Recorded information -
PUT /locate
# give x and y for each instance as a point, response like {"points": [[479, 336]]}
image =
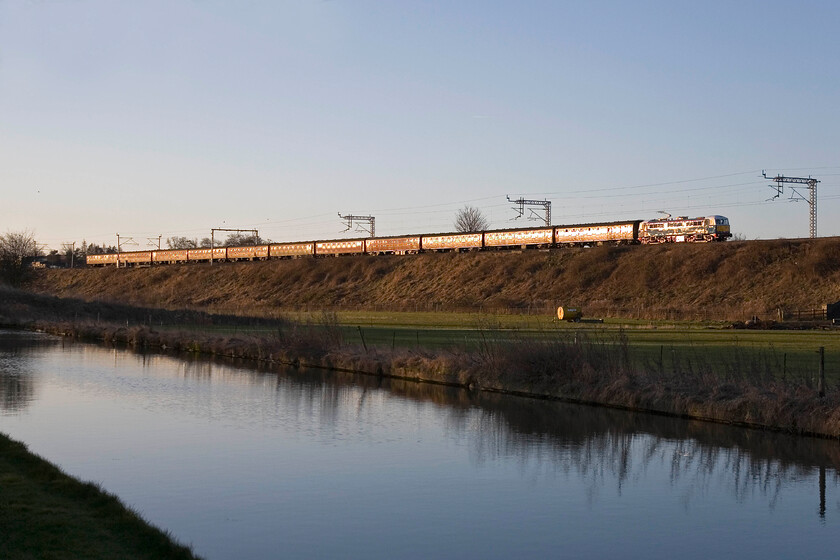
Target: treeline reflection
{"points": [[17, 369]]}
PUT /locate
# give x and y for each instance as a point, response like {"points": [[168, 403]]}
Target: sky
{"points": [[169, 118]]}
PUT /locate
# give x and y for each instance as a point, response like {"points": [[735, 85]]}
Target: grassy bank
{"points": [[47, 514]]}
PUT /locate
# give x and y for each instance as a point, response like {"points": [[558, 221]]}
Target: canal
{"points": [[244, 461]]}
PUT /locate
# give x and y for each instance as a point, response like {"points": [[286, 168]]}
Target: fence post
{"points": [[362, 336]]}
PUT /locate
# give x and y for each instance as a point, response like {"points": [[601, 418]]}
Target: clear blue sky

What to produce - Each line in the listing either holds the word "instance" or does not. Report how many do, as a bare number.

Response - 6